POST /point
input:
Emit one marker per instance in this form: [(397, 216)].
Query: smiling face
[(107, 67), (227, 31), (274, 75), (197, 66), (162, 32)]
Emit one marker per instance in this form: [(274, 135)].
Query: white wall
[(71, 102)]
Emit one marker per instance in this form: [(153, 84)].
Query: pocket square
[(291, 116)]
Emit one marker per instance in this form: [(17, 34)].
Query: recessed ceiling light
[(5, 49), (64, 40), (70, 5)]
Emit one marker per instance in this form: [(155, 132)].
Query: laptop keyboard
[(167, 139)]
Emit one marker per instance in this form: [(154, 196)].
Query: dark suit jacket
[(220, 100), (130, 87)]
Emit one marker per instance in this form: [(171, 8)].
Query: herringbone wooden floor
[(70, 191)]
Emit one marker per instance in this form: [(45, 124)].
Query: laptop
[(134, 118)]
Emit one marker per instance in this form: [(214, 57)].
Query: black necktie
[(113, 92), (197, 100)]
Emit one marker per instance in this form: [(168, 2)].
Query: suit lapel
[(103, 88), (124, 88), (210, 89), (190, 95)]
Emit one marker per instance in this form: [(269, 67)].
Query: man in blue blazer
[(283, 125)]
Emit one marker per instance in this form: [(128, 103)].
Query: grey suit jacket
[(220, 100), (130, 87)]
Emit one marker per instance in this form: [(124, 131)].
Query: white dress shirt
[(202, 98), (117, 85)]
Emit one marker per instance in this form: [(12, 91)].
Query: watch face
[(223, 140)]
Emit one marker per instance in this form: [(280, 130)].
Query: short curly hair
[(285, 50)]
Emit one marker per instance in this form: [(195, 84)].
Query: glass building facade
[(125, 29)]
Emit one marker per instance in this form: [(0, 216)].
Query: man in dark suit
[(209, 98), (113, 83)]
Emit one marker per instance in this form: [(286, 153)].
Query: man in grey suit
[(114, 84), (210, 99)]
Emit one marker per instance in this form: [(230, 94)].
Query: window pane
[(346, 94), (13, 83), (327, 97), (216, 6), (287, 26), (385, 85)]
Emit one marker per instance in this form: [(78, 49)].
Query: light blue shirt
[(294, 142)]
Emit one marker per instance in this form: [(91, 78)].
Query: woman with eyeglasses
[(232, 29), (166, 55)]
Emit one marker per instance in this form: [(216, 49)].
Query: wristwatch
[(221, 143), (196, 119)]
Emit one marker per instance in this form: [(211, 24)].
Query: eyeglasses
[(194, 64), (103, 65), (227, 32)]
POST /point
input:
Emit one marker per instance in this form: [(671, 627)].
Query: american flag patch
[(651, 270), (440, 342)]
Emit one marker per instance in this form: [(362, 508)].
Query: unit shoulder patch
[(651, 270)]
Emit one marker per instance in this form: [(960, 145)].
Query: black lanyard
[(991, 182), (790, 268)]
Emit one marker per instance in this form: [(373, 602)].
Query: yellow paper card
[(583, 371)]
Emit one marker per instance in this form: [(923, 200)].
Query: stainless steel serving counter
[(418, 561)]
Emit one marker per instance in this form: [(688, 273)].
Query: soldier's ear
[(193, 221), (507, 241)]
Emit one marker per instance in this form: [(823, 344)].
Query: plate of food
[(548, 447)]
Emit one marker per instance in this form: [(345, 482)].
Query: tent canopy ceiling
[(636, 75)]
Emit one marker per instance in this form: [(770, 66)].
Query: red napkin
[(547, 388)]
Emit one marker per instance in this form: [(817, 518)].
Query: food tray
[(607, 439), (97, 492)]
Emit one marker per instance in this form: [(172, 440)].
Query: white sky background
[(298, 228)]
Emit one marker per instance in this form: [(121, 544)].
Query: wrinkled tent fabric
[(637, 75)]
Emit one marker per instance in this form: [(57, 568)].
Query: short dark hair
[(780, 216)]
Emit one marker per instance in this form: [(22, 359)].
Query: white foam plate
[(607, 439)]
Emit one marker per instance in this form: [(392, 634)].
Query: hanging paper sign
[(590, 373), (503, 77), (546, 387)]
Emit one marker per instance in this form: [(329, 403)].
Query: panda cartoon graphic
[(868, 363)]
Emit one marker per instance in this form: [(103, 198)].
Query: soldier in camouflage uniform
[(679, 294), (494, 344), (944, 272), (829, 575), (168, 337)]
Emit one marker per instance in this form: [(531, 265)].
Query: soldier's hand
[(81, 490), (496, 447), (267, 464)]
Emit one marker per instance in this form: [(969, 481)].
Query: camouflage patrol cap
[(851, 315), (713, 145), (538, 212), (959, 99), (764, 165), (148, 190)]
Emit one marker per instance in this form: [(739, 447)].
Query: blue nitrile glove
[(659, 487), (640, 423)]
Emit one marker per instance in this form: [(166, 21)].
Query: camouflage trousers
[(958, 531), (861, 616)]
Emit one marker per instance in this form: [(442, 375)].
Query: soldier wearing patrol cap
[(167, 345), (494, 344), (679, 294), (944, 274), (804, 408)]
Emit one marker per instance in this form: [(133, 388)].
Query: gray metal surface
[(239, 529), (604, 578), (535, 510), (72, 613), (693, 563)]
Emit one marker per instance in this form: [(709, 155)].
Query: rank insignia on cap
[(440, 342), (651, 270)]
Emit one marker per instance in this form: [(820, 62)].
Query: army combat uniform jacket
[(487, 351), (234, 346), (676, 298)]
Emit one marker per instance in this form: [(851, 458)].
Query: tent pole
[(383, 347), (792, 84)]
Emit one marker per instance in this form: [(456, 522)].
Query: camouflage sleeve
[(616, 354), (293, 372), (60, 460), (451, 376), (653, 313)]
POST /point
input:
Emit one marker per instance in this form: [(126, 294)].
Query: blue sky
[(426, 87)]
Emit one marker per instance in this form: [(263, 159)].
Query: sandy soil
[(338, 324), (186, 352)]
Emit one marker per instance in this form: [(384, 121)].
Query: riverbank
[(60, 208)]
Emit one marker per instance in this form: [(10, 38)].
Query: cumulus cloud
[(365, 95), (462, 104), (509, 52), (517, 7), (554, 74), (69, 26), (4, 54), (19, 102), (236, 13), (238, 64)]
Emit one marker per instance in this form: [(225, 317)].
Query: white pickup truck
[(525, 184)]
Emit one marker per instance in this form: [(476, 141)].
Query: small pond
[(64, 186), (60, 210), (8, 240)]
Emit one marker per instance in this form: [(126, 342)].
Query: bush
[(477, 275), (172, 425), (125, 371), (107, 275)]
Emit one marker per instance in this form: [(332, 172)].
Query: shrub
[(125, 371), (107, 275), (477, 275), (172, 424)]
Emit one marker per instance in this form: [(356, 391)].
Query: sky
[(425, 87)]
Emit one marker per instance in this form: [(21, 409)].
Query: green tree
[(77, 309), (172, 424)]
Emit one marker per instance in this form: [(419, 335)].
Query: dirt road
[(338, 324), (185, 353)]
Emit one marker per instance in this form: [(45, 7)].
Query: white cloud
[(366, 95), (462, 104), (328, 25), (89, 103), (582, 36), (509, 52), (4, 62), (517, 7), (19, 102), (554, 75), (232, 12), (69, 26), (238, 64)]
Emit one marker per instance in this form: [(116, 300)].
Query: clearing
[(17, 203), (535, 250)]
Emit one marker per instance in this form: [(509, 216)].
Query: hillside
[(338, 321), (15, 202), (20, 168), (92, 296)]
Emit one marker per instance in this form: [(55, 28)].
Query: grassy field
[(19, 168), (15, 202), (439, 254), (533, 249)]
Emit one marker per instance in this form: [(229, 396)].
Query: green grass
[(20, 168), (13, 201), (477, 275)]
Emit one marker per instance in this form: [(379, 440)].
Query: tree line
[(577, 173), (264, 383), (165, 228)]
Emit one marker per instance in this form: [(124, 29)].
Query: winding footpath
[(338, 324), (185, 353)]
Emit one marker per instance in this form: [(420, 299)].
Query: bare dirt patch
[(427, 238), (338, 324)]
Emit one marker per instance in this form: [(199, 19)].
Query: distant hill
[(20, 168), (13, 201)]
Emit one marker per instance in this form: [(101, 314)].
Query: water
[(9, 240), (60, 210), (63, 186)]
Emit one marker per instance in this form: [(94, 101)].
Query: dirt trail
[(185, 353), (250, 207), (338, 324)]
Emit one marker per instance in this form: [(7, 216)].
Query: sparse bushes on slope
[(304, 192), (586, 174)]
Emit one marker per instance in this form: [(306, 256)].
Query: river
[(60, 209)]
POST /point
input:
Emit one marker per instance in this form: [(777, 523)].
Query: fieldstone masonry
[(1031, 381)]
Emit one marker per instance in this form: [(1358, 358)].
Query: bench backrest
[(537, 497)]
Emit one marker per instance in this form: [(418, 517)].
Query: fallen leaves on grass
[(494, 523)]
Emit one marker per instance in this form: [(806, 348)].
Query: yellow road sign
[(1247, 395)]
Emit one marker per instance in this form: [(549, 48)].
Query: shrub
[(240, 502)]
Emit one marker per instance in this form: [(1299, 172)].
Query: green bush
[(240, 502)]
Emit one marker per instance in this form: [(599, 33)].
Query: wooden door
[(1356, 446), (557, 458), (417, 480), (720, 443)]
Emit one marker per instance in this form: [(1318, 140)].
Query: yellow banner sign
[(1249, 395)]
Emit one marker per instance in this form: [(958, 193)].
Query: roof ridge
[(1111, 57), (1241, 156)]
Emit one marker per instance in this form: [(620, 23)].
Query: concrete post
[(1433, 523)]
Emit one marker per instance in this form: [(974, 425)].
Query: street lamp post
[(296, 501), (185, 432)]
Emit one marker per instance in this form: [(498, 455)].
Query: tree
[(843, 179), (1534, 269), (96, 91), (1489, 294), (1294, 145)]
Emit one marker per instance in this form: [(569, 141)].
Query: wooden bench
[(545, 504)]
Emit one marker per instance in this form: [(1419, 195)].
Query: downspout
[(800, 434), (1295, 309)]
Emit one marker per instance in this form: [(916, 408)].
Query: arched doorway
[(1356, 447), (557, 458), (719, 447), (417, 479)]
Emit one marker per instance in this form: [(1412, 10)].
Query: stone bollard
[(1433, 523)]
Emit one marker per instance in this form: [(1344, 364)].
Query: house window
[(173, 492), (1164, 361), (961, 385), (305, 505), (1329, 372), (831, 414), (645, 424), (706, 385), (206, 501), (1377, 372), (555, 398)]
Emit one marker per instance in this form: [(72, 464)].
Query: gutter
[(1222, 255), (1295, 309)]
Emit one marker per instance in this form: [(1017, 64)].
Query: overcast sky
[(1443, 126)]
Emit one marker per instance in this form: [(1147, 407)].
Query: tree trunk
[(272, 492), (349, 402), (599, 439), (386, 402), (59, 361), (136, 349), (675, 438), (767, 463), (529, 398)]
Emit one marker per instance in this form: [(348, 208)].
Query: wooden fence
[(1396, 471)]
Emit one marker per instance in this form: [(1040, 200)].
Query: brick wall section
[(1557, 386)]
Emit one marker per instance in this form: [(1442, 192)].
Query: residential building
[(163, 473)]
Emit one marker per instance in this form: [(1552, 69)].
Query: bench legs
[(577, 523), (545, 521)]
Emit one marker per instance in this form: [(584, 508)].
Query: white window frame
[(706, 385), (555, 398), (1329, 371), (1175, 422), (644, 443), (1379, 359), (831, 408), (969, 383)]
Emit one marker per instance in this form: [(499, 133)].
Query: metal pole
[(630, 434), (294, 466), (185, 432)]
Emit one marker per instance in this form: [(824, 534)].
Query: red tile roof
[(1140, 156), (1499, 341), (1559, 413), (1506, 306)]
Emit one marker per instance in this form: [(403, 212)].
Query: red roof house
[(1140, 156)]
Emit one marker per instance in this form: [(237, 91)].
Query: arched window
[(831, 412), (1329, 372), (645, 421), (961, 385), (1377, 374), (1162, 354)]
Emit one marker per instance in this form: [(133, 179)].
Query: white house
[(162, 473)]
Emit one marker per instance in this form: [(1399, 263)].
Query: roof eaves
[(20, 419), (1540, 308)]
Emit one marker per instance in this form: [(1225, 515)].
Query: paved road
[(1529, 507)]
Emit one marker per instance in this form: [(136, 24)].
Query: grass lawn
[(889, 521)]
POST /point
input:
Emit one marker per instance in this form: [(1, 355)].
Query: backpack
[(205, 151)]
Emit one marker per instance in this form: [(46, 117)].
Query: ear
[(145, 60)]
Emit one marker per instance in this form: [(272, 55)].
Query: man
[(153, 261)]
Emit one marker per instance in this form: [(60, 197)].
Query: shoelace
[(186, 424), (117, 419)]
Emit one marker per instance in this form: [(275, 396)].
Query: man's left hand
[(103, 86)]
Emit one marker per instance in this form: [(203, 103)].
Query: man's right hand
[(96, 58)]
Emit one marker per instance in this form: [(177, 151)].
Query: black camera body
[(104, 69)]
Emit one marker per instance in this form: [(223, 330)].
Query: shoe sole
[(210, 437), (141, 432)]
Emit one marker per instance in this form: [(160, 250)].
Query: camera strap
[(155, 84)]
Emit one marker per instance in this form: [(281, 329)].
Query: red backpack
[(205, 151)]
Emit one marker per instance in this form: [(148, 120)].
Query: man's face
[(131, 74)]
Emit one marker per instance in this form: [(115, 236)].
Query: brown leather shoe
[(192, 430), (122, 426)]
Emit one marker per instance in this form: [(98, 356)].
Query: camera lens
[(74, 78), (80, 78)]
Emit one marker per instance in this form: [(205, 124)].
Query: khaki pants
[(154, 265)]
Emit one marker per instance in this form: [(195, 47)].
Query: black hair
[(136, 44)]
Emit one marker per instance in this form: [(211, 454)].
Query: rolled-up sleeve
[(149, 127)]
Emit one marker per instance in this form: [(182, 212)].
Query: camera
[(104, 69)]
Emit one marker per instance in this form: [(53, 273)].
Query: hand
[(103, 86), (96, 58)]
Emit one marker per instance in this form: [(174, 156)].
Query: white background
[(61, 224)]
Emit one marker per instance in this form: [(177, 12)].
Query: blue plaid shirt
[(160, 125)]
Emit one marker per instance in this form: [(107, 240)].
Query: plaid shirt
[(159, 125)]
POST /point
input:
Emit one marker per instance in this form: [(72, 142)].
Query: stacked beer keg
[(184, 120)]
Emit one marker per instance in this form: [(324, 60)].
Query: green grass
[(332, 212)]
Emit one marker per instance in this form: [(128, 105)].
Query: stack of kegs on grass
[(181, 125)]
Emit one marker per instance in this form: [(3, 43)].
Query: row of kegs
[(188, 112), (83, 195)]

☆ ☆ ☆ ☆

WHAT YOU HAVE TO DO:
Copy out the lines of the items above without any change, starting at the line that contains "Emit one marker per instance in this form: [(770, 66)]." and ending at the line that contains "[(637, 75)]", with both of those lines included.

SOLUTION FOR THIS TASK:
Emit one marker per instance in this form: [(770, 66)].
Query: red napkin
[(547, 388)]
Emit one marker per instance in this form: [(817, 518)].
Query: food tray
[(607, 439), (97, 492)]
Emit one marker per instance in this form: [(172, 440)].
Query: white sky background
[(298, 228)]
Emit one marker per instance in this form: [(121, 544)].
Query: wrinkled tent fabric
[(637, 75)]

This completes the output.